**** PASSAGE ****

Large high-density lipoprotein particle number is independently associated with microvascular function in patients with well-controlled low-density lipoprotein concentration: A vasodilator stress magnetic resonance perfusion study.

BACKGROUND: Abnormalities in total cholesterol, high-density lipoprotein, low-density lipoprotein, and triglycerides are associated with microvascular dysfunction. Recent studies suggest that lipid subfractions better predict atherogenic burden than a routine lipid panel. We sought to determine, whether lipid subfractions are more strongly associated with microvascular function and subclinical atherosclerosis, than conventional lipid measurements using vasodilator stress cardiovascular magnetic resonance (CMR).

METHODS: Twenty-four adults referred for risk stratification from a lipid clinic with low-density lipoprotein cholesterol (LDL-C) <100 mg/dL underwent vasodilator CMR. Time-intensity curves generated from stress and rest perfusion images were used to determine the area under the curve (AUC) for the mid-ventricular slice myocardium and the left ventricular (LV) cavity. Myocardial perfusion reserve index (MPRi) was defined as stress to rest ratio of mid-ventricular myocardium AUC, normalized to LV cavity AUC. Lipid panels that included subfractions of LDL and high-density lipoprotein (HDL) were measured using nuclear magnetic resonance testing. The association between MPRi and lipid parameters was examined using univariate linear regression; lipid components statistically correlated with MPRi (P < .05) were then subjected to multivariate analysis.

RESULTS: Univariate regression analysis showed MPRi was associated with HDL-C, triglycerides, large HDL-P, and small LDL-P; no association was found between MPRi and total cholesterol, LDL-C, total LDL-P, or total HDL-P. Using multivariate analysis, large HDL-P was independently associated with MPRi.

CONCLUSIONS: In patients with LDL-C <100 mg/dL, large HDL-P is independently associated with CMR-derived myocardial perfusion reserve, a surrogate for microvascular function and subclinical atherosclerosis. Further studies using lipid subfractions to better understand cardiovascular risks are warranted.

**** EXTRACTED RECORDS ****

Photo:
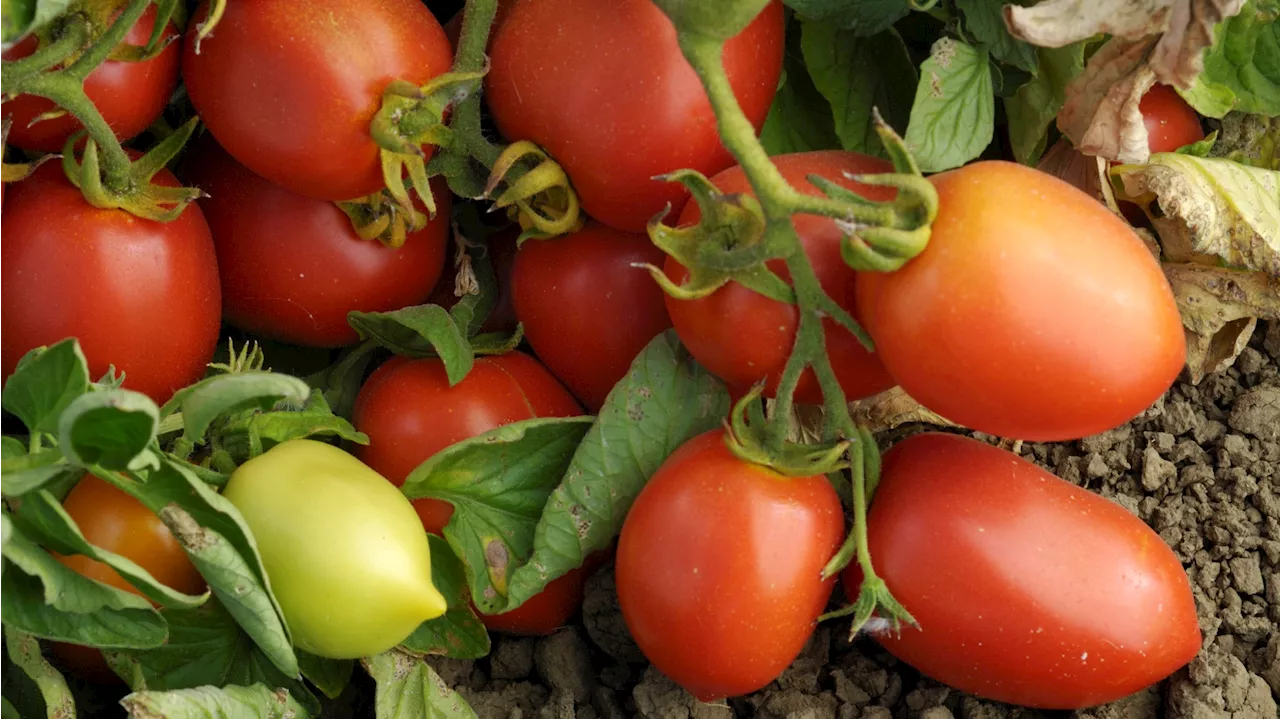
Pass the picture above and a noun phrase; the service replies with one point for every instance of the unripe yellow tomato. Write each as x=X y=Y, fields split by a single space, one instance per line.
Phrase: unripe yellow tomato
x=343 y=549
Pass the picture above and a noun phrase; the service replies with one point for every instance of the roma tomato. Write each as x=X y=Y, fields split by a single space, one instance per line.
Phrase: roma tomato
x=718 y=567
x=289 y=88
x=1028 y=589
x=138 y=294
x=586 y=310
x=744 y=337
x=410 y=412
x=1034 y=312
x=292 y=266
x=346 y=555
x=606 y=90
x=128 y=95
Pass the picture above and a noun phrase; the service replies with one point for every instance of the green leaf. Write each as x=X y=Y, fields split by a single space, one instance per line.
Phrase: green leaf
x=108 y=429
x=954 y=114
x=986 y=21
x=664 y=401
x=498 y=484
x=424 y=330
x=408 y=688
x=862 y=17
x=45 y=384
x=215 y=703
x=859 y=73
x=1242 y=68
x=1036 y=104
x=24 y=653
x=458 y=633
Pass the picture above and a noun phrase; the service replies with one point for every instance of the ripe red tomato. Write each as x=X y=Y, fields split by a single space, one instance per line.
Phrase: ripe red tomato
x=289 y=88
x=718 y=567
x=292 y=266
x=586 y=310
x=128 y=95
x=1028 y=589
x=138 y=294
x=744 y=337
x=114 y=521
x=410 y=412
x=604 y=88
x=1033 y=314
x=1170 y=122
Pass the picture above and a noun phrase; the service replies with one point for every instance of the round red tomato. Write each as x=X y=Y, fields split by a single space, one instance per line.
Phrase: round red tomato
x=606 y=90
x=112 y=520
x=138 y=294
x=128 y=95
x=1028 y=589
x=744 y=337
x=292 y=266
x=586 y=310
x=1034 y=312
x=410 y=412
x=718 y=567
x=289 y=88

****

DIRECTIONS: Rewrite the part of the lipoprotein study abstract that begins with "RESULTS: Univariate regression" and ends with "associated with MPRi.", replacing "multivariate analysis" with "multivariable analysis".

RESULT OF THIS TASK:
RESULTS: Univariate regression analysis showed MPRi was associated with HDL-C, triglycerides, large HDL-P, and small LDL-P; no association was found between MPRi and total cholesterol, LDL-C, total LDL-P, or total HDL-P. Using multivariable analysis, large HDL-P was independently associated with MPRi.